━━━ The data

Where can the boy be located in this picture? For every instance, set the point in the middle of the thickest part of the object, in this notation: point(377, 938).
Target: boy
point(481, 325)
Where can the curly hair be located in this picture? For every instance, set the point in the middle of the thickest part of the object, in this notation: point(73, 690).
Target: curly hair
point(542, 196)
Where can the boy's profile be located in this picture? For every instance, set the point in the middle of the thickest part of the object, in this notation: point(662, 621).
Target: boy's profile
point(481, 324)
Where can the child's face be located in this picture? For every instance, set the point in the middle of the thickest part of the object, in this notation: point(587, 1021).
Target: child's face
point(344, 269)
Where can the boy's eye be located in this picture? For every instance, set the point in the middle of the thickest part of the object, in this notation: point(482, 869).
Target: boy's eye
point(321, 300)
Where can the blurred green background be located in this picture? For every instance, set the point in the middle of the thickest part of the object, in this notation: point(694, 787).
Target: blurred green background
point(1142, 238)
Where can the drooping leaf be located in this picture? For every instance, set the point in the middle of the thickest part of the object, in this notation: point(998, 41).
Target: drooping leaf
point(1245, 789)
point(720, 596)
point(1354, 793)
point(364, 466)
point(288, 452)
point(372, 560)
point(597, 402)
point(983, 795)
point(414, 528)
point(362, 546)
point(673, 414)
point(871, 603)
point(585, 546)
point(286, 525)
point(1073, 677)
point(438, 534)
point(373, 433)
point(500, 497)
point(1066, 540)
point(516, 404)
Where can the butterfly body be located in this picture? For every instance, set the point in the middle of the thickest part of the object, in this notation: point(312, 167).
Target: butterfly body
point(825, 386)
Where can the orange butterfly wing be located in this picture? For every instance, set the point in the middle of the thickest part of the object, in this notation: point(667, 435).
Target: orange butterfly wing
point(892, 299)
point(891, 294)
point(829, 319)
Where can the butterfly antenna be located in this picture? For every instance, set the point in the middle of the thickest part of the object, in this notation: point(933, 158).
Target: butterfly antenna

━━━━━━

#### [Set exercise]
Can you put every line of the rows above into a Markdown table with two columns, n for the line number and Line for the text, leaving out blank lines?

#### [Output for this task]
| n | Line |
|---|---|
| 1 | Where can the boy be located in this picture? For every instance, set the point in the middle of the thickest part of the object, in this notation: point(377, 938). |
| 2 | Target: boy |
| 3 | point(481, 325) |
| 4 | Where can the curly hair be located in this picture? For every instance, set the point in the middle of the thickest part of the object, in this notation: point(73, 690). |
| 5 | Target: curly hair |
| 6 | point(542, 196) |
| 7 | Where can the boy's profile be located in this picture? For every instance, set the point in the middle of the thickest part of the object, in this notation: point(662, 621). |
| 8 | Target: boy's profile |
| 9 | point(481, 324) |
| 10 | Where can the child's face be located in this picture? For every instance, set the point in the middle of the thickest part of the object, in this notation: point(587, 1021). |
| 11 | Target: child's face |
| 12 | point(344, 269) |
| 13 | Where can the boy's eye be located in this picture? For every instance, set the point in the middle of the thickest part of the object, in this notation: point(482, 869). |
| 14 | Target: boy's eye |
| 15 | point(321, 300) |
| 16 | Where can the blurred green background be located in this picture? For every instance, set the point in the middle of the thickest part of the object, in this notation: point(694, 787). |
| 17 | Target: blurred green background |
| 18 | point(1142, 238) |
| 19 | Where can the drooping leaf be located in this picture? For every instance, set the point in the middle of the thickest part of the object, in this notation: point(998, 41). |
| 20 | Target: drooping leaf |
| 21 | point(1245, 789) |
| 22 | point(720, 596) |
| 23 | point(1354, 793) |
| 24 | point(364, 466) |
| 25 | point(288, 452) |
| 26 | point(372, 560) |
| 27 | point(597, 402) |
| 28 | point(983, 795) |
| 29 | point(414, 528) |
| 30 | point(362, 546) |
| 31 | point(673, 414) |
| 32 | point(871, 603) |
| 33 | point(585, 546) |
| 34 | point(286, 525) |
| 35 | point(1073, 677) |
| 36 | point(438, 534) |
| 37 | point(373, 433) |
| 38 | point(500, 497) |
| 39 | point(1066, 540) |
| 40 | point(516, 404) |
| 41 | Where can the butterfly body be located in this picture? For every instance, set the point in the middle of the thickest part of the object, in this notation: point(312, 167). |
| 42 | Target: butterfly body |
| 43 | point(825, 386) |
| 44 | Where can the orange butterfly wing be located in this picture? For every instance, set the point in the middle of the thickest part of the object, in this notation: point(667, 435). |
| 45 | Target: orange butterfly wing |
| 46 | point(892, 299) |
| 47 | point(891, 294) |
| 48 | point(829, 319) |
| 49 | Where can the butterfly antenna be located in this picture? For every instance, set the point in the middle of the thickest part of the object, in this notation: point(933, 158). |
| 50 | Target: butterfly antenna |